> **Excerpted text**
....

Review Noir Circuit

Structured review of Noir zero-knowledge circuits for correctness, constraint efficiency, and proof soundness. This is a read-only skill -- it analyzes code and reports findings but does not modify files.

Usage

/review-circuit [file-path]

Examples:

/review-circuit                           # Review circuit in current context
/review-circuit src/main.nr               # Review specific file
/review-circuit circuits/                  # Review all circuits in directory

Workflow

Step 1: Identify Circuit(s) to Review

• If a file path is provided as an argument, use it directly
• If a directory is provided, find all main.nr files within it using Glob: <directory>/**/src/main.nr
• If no path is provided, check conversation context for recently discussed files
• As a fallback, search the workspace with Glob: **/src/main.nr
• If multiple circuits are found, list them and ask the user which to review, or review all if the user confirms

Step 2: Sync Noir Version (if needed)

Check noir_status() to see if repos are synced. If not, run noir_sync_repos().

If a Nargo.toml exists in the project, read it to determine the Noir version in use. If the synced version does not match, warn the user.

Step 3: Read and Understand the Circuit

1. Read the circuit file(s) with the Read tool
2. Read any related files imported by the circuit (modules, libraries)
3. Read the Nargo.toml to understand dependencies
4. Identify the circuit's purpose from code structure, function names, and comments
5. If the purpose is unclear, ask the user what the circuit is intended to do before proceeding

Step 4: Verify Patterns Against Current API

Before flagging issues, verify that patterns and APIs are current:

• Use noir_search_code() to confirm function signatures and patterns
• Use noir_search_stdlib() to verify standard library usage
• Do not flag something as wrong if it matches current Noir syntax

Step 5: Review Against Checklist

Work through each category systematically. Skip categories that are not applicable to the circuit under review.

....

> **Written request**
Retype the Noir circuit review guide word for word, from its first line to its last.

....

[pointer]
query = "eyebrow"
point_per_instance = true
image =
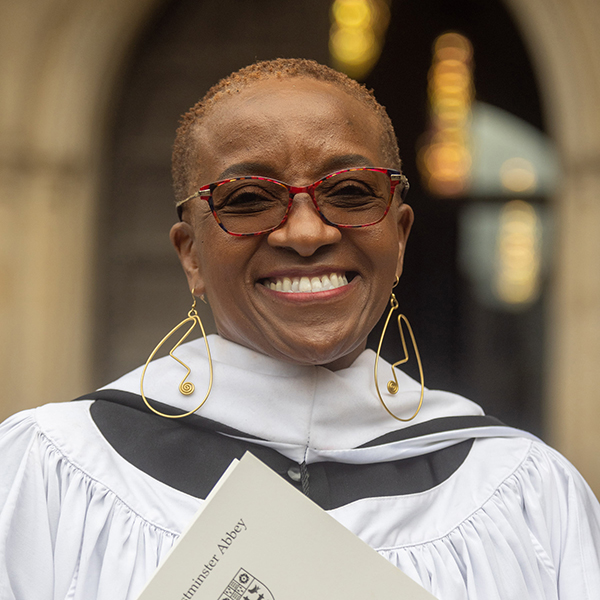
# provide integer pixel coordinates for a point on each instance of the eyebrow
(265, 170)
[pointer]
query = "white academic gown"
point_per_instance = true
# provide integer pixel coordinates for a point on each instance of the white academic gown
(81, 520)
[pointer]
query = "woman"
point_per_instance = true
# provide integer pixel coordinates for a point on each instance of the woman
(95, 492)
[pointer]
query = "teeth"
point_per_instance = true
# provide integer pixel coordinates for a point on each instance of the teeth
(305, 285)
(308, 284)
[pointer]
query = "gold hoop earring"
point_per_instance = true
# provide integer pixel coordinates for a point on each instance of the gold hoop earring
(392, 386)
(185, 387)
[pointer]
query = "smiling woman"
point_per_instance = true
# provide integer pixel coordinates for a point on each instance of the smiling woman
(293, 225)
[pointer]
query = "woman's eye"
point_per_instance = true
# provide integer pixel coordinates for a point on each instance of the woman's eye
(349, 194)
(245, 201)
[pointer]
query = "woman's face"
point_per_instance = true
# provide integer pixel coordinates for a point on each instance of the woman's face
(296, 131)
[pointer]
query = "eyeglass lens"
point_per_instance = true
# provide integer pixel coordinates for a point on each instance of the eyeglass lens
(353, 198)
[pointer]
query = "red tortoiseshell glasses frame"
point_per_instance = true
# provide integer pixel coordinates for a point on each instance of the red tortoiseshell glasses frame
(207, 191)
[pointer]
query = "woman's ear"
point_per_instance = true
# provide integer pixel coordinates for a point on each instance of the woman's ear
(405, 218)
(183, 238)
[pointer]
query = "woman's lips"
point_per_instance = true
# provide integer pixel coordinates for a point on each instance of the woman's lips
(306, 284)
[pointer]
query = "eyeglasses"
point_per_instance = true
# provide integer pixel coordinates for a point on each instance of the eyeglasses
(253, 205)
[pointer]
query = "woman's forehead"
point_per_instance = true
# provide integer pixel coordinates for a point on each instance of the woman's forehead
(287, 121)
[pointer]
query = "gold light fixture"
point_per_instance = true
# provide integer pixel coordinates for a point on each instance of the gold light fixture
(356, 36)
(444, 155)
(518, 258)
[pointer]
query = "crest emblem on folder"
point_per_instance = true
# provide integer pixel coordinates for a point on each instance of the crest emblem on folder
(244, 586)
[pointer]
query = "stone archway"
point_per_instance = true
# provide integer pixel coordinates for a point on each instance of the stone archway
(60, 63)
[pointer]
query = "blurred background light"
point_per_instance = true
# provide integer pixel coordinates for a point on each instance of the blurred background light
(357, 34)
(444, 155)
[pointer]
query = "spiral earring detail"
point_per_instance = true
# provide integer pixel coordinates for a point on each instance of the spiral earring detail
(392, 385)
(185, 387)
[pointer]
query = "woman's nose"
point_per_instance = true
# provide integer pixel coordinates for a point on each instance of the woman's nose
(304, 231)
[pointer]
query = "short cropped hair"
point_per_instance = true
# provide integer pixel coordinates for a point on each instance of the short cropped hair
(185, 148)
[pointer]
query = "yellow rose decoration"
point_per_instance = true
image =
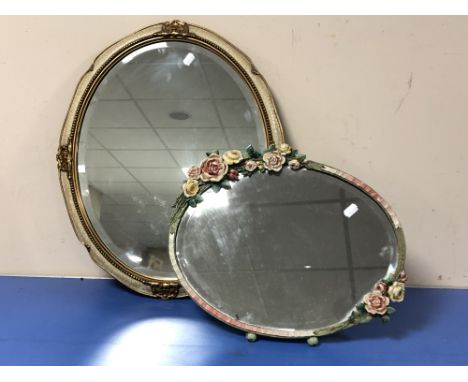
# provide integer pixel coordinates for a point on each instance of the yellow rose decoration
(190, 188)
(285, 149)
(396, 291)
(232, 156)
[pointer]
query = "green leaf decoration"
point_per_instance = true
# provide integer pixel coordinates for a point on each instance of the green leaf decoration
(251, 152)
(225, 184)
(385, 318)
(300, 157)
(389, 280)
(192, 202)
(361, 307)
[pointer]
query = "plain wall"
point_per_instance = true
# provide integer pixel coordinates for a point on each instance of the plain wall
(383, 98)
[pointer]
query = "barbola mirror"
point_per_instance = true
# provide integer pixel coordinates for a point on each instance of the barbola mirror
(149, 106)
(277, 245)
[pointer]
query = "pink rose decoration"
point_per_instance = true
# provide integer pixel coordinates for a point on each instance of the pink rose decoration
(382, 288)
(273, 161)
(250, 165)
(233, 175)
(213, 169)
(193, 172)
(294, 164)
(376, 303)
(403, 277)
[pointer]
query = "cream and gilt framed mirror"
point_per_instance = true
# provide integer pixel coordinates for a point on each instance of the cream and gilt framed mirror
(150, 105)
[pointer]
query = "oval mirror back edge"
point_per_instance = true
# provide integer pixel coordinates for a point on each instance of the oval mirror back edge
(67, 155)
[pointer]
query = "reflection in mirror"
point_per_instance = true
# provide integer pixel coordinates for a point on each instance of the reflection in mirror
(290, 253)
(153, 115)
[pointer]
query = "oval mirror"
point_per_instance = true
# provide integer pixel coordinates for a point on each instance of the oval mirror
(151, 105)
(301, 254)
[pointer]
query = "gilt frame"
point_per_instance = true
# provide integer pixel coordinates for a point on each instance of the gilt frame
(67, 153)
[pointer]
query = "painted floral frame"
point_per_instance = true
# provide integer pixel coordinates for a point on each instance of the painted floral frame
(218, 171)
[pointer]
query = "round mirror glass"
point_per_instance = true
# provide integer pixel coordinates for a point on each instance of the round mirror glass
(284, 255)
(155, 113)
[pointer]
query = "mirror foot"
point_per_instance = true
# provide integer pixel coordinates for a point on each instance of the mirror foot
(312, 341)
(251, 337)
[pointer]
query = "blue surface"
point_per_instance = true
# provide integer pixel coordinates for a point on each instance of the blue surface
(47, 321)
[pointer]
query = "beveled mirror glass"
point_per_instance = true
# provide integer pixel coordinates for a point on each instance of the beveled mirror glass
(299, 251)
(150, 107)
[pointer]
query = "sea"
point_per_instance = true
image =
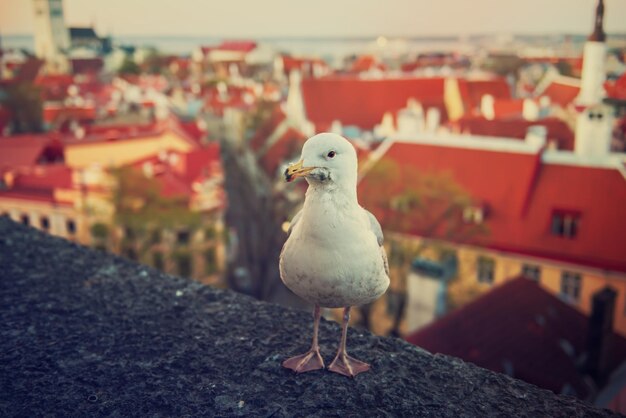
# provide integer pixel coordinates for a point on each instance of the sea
(336, 48)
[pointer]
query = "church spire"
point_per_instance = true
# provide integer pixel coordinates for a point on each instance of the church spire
(598, 34)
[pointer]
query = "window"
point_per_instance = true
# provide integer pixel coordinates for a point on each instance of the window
(474, 214)
(155, 237)
(564, 224)
(157, 260)
(531, 272)
(570, 286)
(182, 237)
(486, 267)
(209, 233)
(449, 261)
(130, 253)
(70, 225)
(210, 261)
(183, 263)
(129, 233)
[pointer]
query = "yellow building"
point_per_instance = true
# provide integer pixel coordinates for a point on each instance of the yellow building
(68, 189)
(505, 208)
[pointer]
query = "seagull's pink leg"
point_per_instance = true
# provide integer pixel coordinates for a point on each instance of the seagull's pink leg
(311, 360)
(343, 363)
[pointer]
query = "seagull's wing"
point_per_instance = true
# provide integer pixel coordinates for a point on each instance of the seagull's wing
(378, 231)
(294, 221)
(375, 226)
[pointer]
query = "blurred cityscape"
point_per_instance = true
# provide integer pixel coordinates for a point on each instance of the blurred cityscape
(495, 164)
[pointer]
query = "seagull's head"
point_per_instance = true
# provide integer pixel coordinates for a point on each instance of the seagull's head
(327, 158)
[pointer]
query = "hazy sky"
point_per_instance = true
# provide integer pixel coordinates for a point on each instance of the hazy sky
(240, 18)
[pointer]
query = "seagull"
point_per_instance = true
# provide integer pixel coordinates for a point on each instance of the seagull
(334, 255)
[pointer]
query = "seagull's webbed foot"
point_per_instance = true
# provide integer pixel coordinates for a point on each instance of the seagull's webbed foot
(312, 359)
(309, 361)
(348, 366)
(343, 363)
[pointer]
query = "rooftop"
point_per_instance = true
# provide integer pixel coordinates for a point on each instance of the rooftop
(521, 326)
(86, 333)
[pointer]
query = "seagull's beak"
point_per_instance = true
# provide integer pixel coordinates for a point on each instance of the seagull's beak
(296, 170)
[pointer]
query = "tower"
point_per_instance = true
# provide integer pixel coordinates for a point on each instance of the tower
(51, 34)
(594, 122)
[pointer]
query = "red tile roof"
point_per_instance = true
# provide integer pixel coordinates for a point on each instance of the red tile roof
(284, 148)
(472, 92)
(363, 102)
(44, 177)
(302, 64)
(558, 130)
(27, 150)
(616, 89)
(266, 129)
(231, 46)
(366, 63)
(33, 195)
(87, 65)
(508, 108)
(54, 87)
(522, 193)
(520, 323)
(561, 93)
(58, 113)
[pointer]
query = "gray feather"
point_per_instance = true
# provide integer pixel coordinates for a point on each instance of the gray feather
(376, 229)
(294, 221)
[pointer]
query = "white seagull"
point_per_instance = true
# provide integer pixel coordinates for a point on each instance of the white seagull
(333, 256)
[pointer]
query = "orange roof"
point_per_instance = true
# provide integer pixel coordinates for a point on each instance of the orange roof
(561, 93)
(28, 150)
(472, 92)
(521, 194)
(286, 147)
(558, 130)
(520, 323)
(363, 102)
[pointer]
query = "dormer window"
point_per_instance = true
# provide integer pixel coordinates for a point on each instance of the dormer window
(565, 223)
(595, 115)
(474, 214)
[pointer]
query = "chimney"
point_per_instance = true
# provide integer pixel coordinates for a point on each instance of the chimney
(536, 135)
(600, 335)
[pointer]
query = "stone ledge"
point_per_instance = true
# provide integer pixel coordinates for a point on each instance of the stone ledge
(83, 333)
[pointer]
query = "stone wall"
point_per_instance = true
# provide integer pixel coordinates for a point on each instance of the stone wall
(83, 333)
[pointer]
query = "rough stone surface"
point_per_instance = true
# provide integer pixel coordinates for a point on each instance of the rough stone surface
(84, 333)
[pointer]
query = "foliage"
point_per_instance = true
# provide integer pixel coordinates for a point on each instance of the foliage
(141, 207)
(408, 200)
(23, 100)
(99, 230)
(155, 63)
(503, 64)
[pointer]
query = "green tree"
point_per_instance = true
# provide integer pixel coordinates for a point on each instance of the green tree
(408, 200)
(141, 209)
(23, 100)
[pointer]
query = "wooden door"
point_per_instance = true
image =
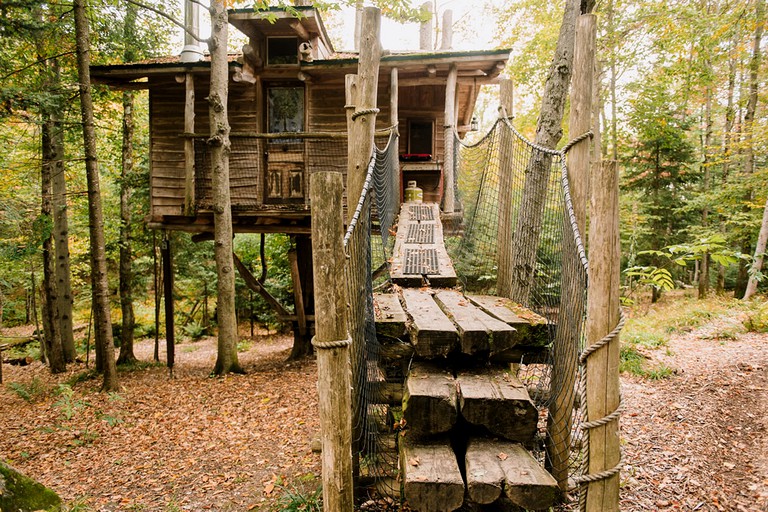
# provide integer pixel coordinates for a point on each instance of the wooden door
(285, 175)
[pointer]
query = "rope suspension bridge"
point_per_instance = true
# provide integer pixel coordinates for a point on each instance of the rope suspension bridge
(468, 347)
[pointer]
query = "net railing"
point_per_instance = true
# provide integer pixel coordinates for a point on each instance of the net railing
(519, 240)
(374, 212)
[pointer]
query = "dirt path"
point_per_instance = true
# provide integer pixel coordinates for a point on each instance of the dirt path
(697, 440)
(191, 443)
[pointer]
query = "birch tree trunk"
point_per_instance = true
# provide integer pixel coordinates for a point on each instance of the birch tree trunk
(226, 360)
(102, 320)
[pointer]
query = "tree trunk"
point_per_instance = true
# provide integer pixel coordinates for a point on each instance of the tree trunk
(749, 117)
(61, 229)
(99, 285)
(51, 315)
(730, 114)
(226, 360)
(705, 163)
(549, 130)
(126, 274)
(126, 171)
(757, 263)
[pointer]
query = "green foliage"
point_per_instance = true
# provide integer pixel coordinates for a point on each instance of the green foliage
(195, 331)
(299, 499)
(32, 391)
(67, 404)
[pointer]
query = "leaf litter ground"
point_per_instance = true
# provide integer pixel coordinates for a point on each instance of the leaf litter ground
(695, 441)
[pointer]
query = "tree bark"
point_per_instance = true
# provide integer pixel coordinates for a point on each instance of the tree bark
(126, 273)
(226, 360)
(748, 144)
(730, 114)
(549, 130)
(126, 172)
(757, 262)
(61, 231)
(99, 285)
(51, 316)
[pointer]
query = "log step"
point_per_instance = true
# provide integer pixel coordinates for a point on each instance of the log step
(432, 332)
(478, 331)
(494, 467)
(498, 401)
(389, 315)
(432, 481)
(429, 401)
(531, 329)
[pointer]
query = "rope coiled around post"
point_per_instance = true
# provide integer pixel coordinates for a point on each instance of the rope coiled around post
(331, 344)
(364, 112)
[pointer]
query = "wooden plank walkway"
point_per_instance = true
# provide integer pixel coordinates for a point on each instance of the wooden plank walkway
(475, 406)
(419, 256)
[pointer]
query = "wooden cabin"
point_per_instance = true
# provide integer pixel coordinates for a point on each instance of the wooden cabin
(288, 119)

....

> **Solution to this exercise**
Review Noir Circuit

Structured review of Noir zero-knowledge circuits for correctness, constraint efficiency, and proof soundness. This is a read-only skill -- it analyzes code and reports findings but does not modify files.

Usage

/review-circuit [file-path]

Examples:

/review-circuit                           # Review circuit in current context
/review-circuit src/main.nr               # Review specific file
/review-circuit circuits/                  # Review all circuits in directory

Workflow

Step 1: Identify Circuit(s) to Review

• If a file path is provided as an argument, use it directly
• If a directory is provided, find all main.nr files within it using Glob: <directory>/**/src/main.nr
• If no path is provided, check conversation context for recently discussed files
• As a fallback, search the workspace with Glob: **/src/main.nr
• If multiple circuits are found, list them and ask the user which to review, or review all if the user confirms

Step 2: Sync Noir Version (if needed)

Check noir_status() to see if repos are synced. If not, run noir_sync_repos().

If a Nargo.toml exists in the project, read it to determine the Noir version in use. If the synced version does not match, warn the user.

Step 3: Read and Understand the Circuit

1. Read the circuit file(s) with the Read tool
2. Read any related files imported by the circuit (modules, libraries)
3. Read the Nargo.toml to understand dependencies
4. Identify the circuit's purpose from code structure, function names, and comments
5. If the purpose is unclear, ask the user what the circuit is intended to do before proceeding

Step 4: Verify Patterns Against Current API

Before flagging issues, verify that patterns and APIs are current:

• Use noir_search_code() to confirm function signatures and patterns
• Use noir_search_stdlib() to verify standard library usage
• Do not flag something as wrong if it matches current Noir syntax

Step 5: Review Against Checklist

Work through each category systematically. Skip categories that are not applicable to the circuit under review.